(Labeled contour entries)
↓

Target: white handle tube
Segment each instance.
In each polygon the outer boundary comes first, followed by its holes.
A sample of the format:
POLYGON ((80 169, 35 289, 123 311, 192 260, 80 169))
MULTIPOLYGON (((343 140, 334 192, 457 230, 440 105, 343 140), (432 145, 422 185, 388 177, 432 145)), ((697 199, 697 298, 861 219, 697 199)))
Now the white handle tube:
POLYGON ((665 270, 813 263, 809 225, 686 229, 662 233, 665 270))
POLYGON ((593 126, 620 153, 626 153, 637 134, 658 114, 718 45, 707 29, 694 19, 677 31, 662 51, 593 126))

↑

*Task goal:* Copy out all the entries again, substituting "white grip tube" for every occurrence of "white handle tube" and keeping everything else the same.

*Right answer:*
Target: white grip tube
Segment each instance.
In each polygon the outer boundary comes first, followed by its holes.
A sample of the format:
POLYGON ((80 169, 35 289, 123 311, 192 260, 80 169))
MULTIPOLYGON (((343 140, 334 192, 457 230, 440 105, 343 140), (432 145, 422 185, 388 177, 432 145)), ((697 199, 697 298, 861 219, 697 199)))
Now the white grip tube:
POLYGON ((665 270, 813 263, 809 225, 686 229, 662 233, 665 270))
POLYGON ((593 126, 620 153, 626 153, 637 134, 658 114, 718 45, 707 29, 694 19, 677 31, 662 51, 593 126))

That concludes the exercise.